- [DOCUMENT SECTION]
If you have been following my recent posts you probably noticed that few of them relate to EMC storage arrays with FAST Cache and FAST VP implementation. If you would like to know more about how FAST Cache works I suggest the reading my article EMC FAST Cache effectiveness with VDI.
No, I am not becoming a storage blogger. However, I have been doing a good number of tests and simulations to validate certain conditions for VDI workloads. FAST Cache and FAST VP are such powerful features on EMC arrays that in many cases they are underestimated.
Make sure you watch the following two videos:
As result from the 2011 EMC VDI/EUC Team Summit held in Santa Clara, CA the team members of this group decided that one of the summit outcomes would be the validation of a different approach for sizing storage for VDI deployments.
This new approach would have to be easily scalable and replicable. The team deliberated for few days on a number of subjects such as capacity, IOPs, data locality, linked clones, lazy clones, datastore sizes, FAST Cache utilization, FAST VP utilization, Storage Processors Utilization amongst many other metrics and components.
The model validated is rather simple and applicable to most VDI implementation of any size when used in conjunction with FAST Cache and FAST VP:
- 3% EFD
- 25% SAS
- 72% NL-SAS
Please note that the architecture mentioned in this article is not a EMC blueprint nor is a approved reference architecture. The conclusions below be NOT valid from an EMC supportability standpoint, and they would have to be validated and approved by EMC technical marketing and/or solutions group.
I was in charge of tests and validations. To make sure I was successful I invited a storage guru in the vSpecialist team to help me out with the analysis – Joel Sprouse was instrumental to get all tests accomplished. I keep telling him that he should start his own blog – hopefully this will get him started.
To validate the model 8 ESX servers with VMware View 5.0 were utilized, along with Nexus switches, and an EMC VNX5500 with no other workload competing for storage resources.
For this setup a single FAST pool with only (9) drives ( from each tier of storage (EFD, SAS, and NL-SAS)) were configured for a 500-user VDI deployment with non-persistent desktops. Additionally, FAST Cache was configured with 2 x 100GB EFD.
Specifically, was important to validate that the following scenarios would behave properly during the workload.

- [ENTRIES SHOWN]
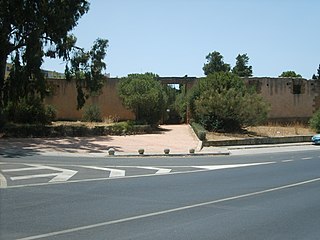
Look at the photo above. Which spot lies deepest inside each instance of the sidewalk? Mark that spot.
(178, 138)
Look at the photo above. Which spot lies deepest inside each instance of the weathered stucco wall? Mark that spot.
(64, 99)
(290, 99)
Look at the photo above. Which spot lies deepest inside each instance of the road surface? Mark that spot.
(272, 195)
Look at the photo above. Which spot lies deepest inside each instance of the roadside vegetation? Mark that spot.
(220, 102)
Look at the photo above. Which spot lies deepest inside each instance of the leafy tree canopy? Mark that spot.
(31, 30)
(291, 74)
(144, 95)
(241, 68)
(222, 101)
(317, 76)
(215, 64)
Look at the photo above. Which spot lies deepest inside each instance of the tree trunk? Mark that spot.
(3, 63)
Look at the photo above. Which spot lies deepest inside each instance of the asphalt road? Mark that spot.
(272, 195)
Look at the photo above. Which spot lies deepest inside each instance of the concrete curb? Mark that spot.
(258, 141)
(171, 155)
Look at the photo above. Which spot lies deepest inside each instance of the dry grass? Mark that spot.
(272, 130)
(78, 123)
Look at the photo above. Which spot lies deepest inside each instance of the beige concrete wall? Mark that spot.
(289, 98)
(64, 99)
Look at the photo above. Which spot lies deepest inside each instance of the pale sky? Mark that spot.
(173, 37)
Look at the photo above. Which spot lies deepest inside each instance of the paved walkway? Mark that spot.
(178, 138)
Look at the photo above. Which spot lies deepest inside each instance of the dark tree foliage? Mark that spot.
(222, 101)
(241, 68)
(31, 30)
(215, 64)
(86, 69)
(317, 76)
(291, 74)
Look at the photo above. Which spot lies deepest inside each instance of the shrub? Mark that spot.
(30, 110)
(199, 130)
(315, 121)
(144, 95)
(92, 114)
(222, 101)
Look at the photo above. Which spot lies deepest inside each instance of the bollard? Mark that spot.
(166, 151)
(111, 151)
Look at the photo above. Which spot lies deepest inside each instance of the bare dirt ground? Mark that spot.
(263, 131)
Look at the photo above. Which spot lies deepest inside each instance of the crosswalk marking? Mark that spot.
(217, 167)
(3, 181)
(113, 172)
(61, 174)
(159, 170)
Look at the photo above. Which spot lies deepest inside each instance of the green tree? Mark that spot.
(314, 122)
(215, 63)
(291, 74)
(144, 95)
(86, 69)
(241, 68)
(317, 76)
(31, 30)
(222, 101)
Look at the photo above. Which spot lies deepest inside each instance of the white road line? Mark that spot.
(33, 176)
(3, 181)
(289, 160)
(159, 170)
(61, 175)
(153, 214)
(40, 167)
(113, 172)
(217, 167)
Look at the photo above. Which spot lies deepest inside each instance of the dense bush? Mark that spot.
(315, 122)
(199, 130)
(145, 96)
(40, 130)
(222, 101)
(30, 111)
(92, 114)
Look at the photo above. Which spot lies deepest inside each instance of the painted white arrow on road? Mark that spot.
(113, 172)
(61, 175)
(159, 170)
(217, 167)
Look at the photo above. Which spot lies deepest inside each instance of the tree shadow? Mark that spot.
(12, 148)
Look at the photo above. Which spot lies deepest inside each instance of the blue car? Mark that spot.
(316, 139)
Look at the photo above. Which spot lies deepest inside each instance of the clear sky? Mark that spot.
(173, 37)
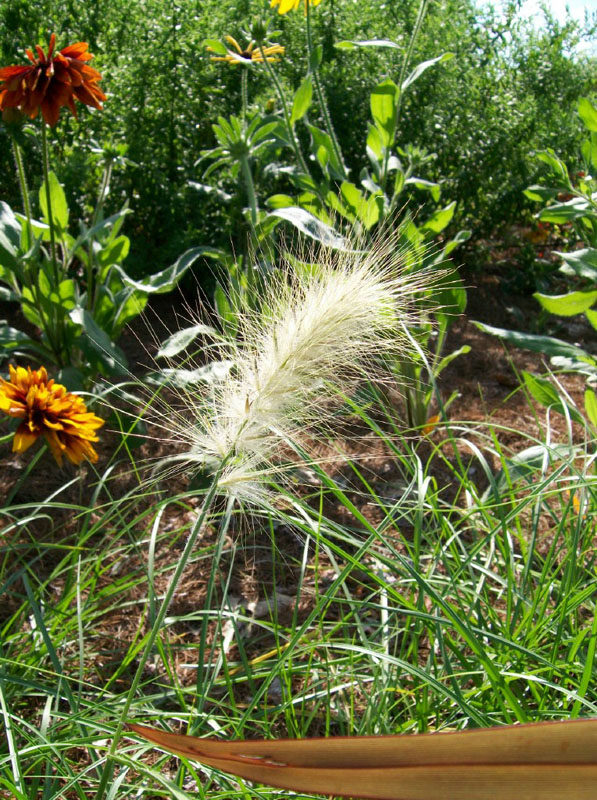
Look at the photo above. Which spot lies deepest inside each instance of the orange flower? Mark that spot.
(249, 54)
(51, 82)
(47, 409)
(284, 6)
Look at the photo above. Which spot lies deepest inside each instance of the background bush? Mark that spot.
(510, 90)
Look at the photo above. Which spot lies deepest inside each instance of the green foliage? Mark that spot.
(73, 290)
(508, 90)
(570, 201)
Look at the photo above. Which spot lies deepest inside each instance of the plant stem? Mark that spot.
(24, 189)
(406, 61)
(289, 127)
(103, 191)
(321, 97)
(46, 167)
(244, 90)
(250, 187)
(156, 630)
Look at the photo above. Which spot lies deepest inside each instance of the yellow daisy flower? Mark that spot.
(48, 409)
(284, 6)
(250, 54)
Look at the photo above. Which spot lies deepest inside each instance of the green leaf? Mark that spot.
(58, 202)
(166, 280)
(466, 348)
(316, 57)
(567, 305)
(302, 100)
(348, 44)
(183, 378)
(440, 219)
(580, 262)
(325, 154)
(433, 188)
(180, 340)
(589, 151)
(311, 226)
(375, 145)
(556, 164)
(129, 305)
(588, 113)
(526, 464)
(216, 46)
(545, 393)
(10, 237)
(384, 108)
(279, 201)
(420, 68)
(539, 344)
(97, 345)
(591, 406)
(540, 194)
(561, 213)
(115, 252)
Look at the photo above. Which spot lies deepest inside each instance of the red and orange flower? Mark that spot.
(51, 81)
(48, 409)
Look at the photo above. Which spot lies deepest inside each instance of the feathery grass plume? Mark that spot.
(317, 333)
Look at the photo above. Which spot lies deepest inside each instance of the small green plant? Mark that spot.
(569, 201)
(71, 287)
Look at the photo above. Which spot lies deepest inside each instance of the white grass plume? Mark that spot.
(317, 333)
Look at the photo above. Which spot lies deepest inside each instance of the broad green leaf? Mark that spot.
(561, 213)
(180, 340)
(10, 237)
(182, 378)
(545, 393)
(166, 280)
(302, 100)
(12, 339)
(567, 305)
(580, 262)
(557, 165)
(509, 762)
(540, 194)
(375, 145)
(384, 103)
(58, 202)
(325, 154)
(420, 68)
(466, 348)
(539, 344)
(97, 345)
(216, 46)
(311, 226)
(588, 113)
(433, 188)
(115, 252)
(449, 247)
(129, 304)
(589, 151)
(348, 44)
(591, 406)
(525, 465)
(440, 219)
(316, 57)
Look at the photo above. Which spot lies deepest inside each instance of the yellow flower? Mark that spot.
(48, 409)
(250, 54)
(284, 6)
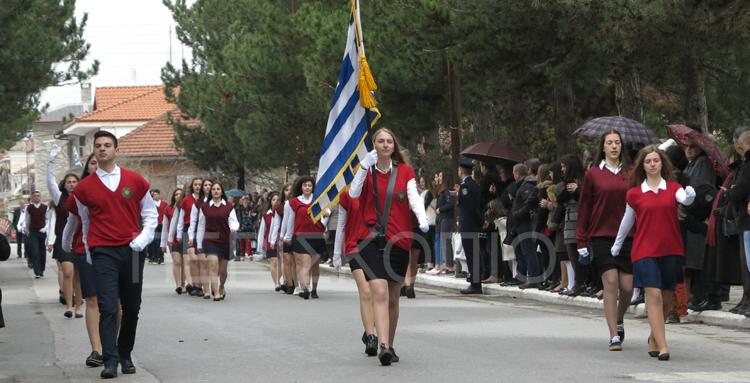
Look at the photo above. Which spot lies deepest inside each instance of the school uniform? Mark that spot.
(307, 236)
(118, 218)
(35, 227)
(216, 223)
(658, 252)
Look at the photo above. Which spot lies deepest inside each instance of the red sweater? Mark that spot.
(601, 204)
(114, 216)
(187, 206)
(355, 229)
(37, 216)
(399, 221)
(657, 230)
(72, 207)
(303, 223)
(217, 224)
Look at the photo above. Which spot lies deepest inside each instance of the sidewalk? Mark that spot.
(716, 318)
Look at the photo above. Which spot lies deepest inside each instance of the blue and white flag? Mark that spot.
(346, 140)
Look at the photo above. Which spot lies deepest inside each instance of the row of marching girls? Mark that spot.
(206, 219)
(374, 232)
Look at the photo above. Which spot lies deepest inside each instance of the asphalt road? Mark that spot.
(258, 335)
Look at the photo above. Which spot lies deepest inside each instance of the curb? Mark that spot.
(714, 318)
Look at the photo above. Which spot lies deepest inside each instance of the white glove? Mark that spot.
(615, 250)
(690, 193)
(370, 159)
(53, 152)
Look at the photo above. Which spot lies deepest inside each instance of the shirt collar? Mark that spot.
(645, 188)
(611, 169)
(388, 170)
(102, 173)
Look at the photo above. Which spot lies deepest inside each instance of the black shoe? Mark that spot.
(127, 366)
(708, 304)
(473, 289)
(371, 345)
(410, 292)
(109, 372)
(95, 359)
(386, 355)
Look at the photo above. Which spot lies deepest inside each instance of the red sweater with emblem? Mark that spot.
(657, 229)
(303, 223)
(399, 221)
(114, 216)
(355, 228)
(217, 224)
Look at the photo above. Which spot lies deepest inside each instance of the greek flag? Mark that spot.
(346, 140)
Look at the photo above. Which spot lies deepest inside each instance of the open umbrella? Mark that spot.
(632, 131)
(493, 153)
(235, 193)
(686, 136)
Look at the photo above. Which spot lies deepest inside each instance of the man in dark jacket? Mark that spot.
(470, 223)
(521, 218)
(738, 195)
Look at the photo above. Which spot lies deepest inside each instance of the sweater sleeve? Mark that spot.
(584, 210)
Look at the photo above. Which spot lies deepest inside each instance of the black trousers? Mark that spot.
(473, 261)
(154, 248)
(20, 244)
(118, 272)
(37, 251)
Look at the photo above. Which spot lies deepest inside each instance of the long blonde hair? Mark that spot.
(397, 156)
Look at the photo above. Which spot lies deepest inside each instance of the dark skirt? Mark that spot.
(660, 272)
(212, 249)
(390, 264)
(601, 248)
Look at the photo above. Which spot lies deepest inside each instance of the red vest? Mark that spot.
(303, 223)
(217, 224)
(115, 216)
(37, 216)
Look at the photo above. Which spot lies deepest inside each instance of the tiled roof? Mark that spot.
(111, 95)
(146, 105)
(155, 138)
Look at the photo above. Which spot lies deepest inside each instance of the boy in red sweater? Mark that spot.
(118, 219)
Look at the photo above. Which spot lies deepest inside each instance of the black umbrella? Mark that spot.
(631, 131)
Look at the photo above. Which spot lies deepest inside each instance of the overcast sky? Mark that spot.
(131, 40)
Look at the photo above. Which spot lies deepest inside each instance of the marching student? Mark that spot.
(265, 239)
(307, 237)
(389, 195)
(601, 206)
(350, 229)
(113, 205)
(60, 193)
(278, 224)
(202, 262)
(171, 215)
(183, 228)
(35, 230)
(154, 251)
(658, 252)
(217, 222)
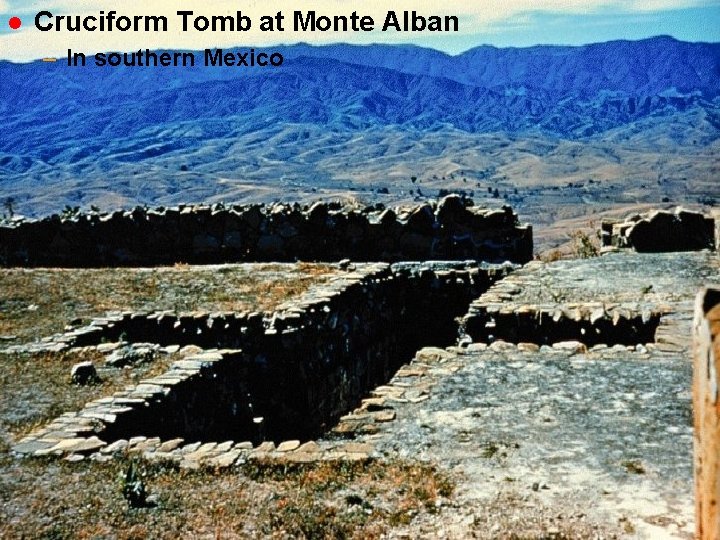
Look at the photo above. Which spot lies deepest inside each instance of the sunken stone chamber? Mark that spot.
(289, 375)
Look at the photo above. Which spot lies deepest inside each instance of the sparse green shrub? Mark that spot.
(585, 246)
(133, 488)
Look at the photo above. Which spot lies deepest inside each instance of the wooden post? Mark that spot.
(706, 407)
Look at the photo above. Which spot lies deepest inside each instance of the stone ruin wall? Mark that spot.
(662, 230)
(451, 229)
(299, 369)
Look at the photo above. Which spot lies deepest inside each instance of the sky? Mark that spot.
(503, 23)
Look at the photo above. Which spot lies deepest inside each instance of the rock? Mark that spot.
(132, 354)
(288, 446)
(574, 347)
(84, 373)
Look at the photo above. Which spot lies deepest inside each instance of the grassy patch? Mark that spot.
(34, 388)
(53, 499)
(36, 302)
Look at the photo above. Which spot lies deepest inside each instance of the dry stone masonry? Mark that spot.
(660, 231)
(563, 381)
(286, 375)
(451, 229)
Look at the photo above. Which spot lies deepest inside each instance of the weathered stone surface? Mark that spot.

- [WHAT YOU WILL DO]
Answer these questions using the post on VDI storage sizing:
1. Which event led to the decision to validate a new approach for sizing VDI storage?
2. What tier percentages make up the validated model?
3. How was FAST Cache configured in the test setup?
The material is separate from the post on VDI storage sizing.

- [OUTPUT]
1. The 2011 EMC VDI/EUC Team Summit, held in Santa Clara, CA.
2. 3% EFD, 25% SAS, and 72% NL-SAS.
3. With 2 x 100GB EFD.